• **ACTION ITEM**: Below are the records; locate each line with the word "roof" and copy it.

• **DATA SECTION**:
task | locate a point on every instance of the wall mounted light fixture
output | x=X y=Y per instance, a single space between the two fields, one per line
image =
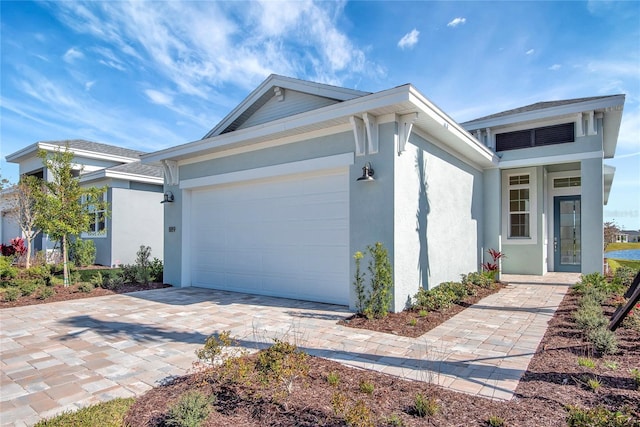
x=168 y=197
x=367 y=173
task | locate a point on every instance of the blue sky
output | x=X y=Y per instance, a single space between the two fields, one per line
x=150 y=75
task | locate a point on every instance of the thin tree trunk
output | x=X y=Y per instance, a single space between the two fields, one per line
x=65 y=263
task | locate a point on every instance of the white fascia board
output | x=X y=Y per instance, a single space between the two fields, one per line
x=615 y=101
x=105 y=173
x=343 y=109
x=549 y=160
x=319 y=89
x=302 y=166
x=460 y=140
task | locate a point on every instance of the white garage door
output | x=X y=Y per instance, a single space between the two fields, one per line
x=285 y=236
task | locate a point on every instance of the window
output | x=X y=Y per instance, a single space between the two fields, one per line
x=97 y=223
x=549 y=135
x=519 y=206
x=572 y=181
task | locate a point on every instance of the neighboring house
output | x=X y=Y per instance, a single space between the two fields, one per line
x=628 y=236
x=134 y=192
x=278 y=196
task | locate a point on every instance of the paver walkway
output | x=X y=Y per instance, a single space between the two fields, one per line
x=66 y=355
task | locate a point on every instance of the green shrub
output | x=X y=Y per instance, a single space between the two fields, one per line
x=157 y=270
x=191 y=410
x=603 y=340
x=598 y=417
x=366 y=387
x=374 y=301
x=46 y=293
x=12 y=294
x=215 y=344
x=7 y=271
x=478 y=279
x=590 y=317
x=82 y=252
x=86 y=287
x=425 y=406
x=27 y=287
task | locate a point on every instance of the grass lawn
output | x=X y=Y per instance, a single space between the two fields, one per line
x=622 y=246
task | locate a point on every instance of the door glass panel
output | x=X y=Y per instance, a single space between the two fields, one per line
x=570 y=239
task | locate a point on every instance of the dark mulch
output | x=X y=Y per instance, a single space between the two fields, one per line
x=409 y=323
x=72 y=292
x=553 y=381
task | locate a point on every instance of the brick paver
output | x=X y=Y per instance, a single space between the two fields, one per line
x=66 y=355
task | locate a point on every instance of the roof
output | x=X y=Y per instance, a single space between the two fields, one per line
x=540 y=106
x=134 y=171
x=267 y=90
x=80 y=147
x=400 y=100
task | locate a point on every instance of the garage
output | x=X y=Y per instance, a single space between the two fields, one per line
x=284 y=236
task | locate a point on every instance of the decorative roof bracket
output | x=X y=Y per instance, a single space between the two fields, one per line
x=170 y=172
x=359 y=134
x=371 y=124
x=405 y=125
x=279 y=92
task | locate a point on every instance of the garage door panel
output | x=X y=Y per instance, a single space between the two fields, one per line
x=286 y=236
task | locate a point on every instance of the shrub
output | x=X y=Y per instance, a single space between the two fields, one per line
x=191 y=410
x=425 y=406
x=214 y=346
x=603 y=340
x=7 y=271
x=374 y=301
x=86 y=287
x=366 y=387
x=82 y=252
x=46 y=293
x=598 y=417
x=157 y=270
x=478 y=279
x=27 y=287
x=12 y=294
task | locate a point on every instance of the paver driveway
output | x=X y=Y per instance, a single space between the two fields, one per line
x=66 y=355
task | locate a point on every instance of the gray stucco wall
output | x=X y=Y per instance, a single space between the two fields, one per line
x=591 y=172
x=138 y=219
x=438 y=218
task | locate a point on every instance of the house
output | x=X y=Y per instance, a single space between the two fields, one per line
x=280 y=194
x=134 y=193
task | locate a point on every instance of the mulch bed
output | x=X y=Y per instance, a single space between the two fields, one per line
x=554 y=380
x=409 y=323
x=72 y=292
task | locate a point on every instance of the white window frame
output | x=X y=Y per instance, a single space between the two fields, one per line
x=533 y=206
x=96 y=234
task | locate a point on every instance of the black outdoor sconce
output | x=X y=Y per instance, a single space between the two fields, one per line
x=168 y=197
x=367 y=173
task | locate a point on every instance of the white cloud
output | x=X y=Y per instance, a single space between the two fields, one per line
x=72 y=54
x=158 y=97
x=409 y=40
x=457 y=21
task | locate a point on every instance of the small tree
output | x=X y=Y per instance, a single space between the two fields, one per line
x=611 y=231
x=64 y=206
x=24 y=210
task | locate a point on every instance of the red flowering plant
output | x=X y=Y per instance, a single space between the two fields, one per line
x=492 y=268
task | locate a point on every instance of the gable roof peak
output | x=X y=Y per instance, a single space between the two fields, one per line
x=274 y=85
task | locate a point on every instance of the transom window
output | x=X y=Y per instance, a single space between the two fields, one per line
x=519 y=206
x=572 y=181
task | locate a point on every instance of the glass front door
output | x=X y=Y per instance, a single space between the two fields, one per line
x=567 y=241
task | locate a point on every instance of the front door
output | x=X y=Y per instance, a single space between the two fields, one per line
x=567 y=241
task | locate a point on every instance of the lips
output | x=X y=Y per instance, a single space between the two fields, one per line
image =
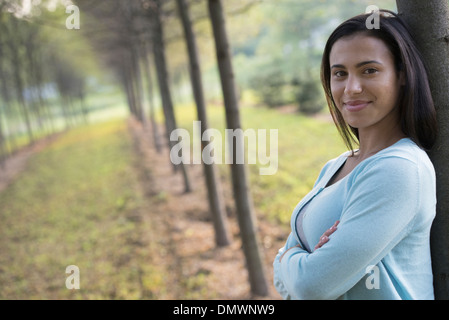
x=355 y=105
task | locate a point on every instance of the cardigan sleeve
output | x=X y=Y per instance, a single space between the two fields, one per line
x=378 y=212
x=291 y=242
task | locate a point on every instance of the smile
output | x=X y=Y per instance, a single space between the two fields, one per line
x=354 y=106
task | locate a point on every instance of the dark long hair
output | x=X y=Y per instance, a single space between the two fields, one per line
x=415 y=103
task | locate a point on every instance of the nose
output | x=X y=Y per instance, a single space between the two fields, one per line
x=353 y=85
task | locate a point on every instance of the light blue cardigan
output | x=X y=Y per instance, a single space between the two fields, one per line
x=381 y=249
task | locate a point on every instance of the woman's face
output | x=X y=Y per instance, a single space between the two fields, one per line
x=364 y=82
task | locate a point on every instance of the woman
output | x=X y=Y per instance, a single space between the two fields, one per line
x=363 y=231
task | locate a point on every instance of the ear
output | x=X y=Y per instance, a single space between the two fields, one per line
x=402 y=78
...
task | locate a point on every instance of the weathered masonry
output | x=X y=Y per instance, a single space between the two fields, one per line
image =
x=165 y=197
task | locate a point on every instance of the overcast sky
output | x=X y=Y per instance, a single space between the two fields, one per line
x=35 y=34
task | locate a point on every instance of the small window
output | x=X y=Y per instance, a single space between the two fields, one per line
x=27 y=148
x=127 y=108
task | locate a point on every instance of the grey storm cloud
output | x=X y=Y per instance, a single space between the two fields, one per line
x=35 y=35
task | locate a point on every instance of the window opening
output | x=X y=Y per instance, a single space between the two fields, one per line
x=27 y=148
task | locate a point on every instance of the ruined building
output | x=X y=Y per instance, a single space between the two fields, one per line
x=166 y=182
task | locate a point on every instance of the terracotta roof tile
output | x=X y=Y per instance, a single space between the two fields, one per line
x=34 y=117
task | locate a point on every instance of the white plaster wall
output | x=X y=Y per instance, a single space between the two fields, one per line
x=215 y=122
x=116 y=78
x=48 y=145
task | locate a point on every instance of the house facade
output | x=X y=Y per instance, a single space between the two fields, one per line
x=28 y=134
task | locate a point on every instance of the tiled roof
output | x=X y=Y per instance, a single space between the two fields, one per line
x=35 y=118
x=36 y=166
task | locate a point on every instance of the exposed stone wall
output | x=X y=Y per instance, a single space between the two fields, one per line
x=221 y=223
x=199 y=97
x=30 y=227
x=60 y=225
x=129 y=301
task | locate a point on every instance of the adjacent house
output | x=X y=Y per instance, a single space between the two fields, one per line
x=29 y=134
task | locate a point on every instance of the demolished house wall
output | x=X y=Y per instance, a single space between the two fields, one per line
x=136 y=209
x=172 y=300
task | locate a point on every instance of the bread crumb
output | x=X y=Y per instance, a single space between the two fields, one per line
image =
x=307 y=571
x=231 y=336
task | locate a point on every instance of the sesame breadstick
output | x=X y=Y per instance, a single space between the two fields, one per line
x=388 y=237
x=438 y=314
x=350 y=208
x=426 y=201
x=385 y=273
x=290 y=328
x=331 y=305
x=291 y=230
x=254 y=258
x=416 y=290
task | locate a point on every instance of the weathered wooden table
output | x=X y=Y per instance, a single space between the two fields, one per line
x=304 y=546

• **RESULT**:
task | locate a point on every instance of the roof
task | locate a point on every instance of the decorative roof bracket
task | locate a point on every instance of the gable roof peak
task | locate a point on every instance of the terracotta roof tile
task | locate a point on every instance of the tiled roof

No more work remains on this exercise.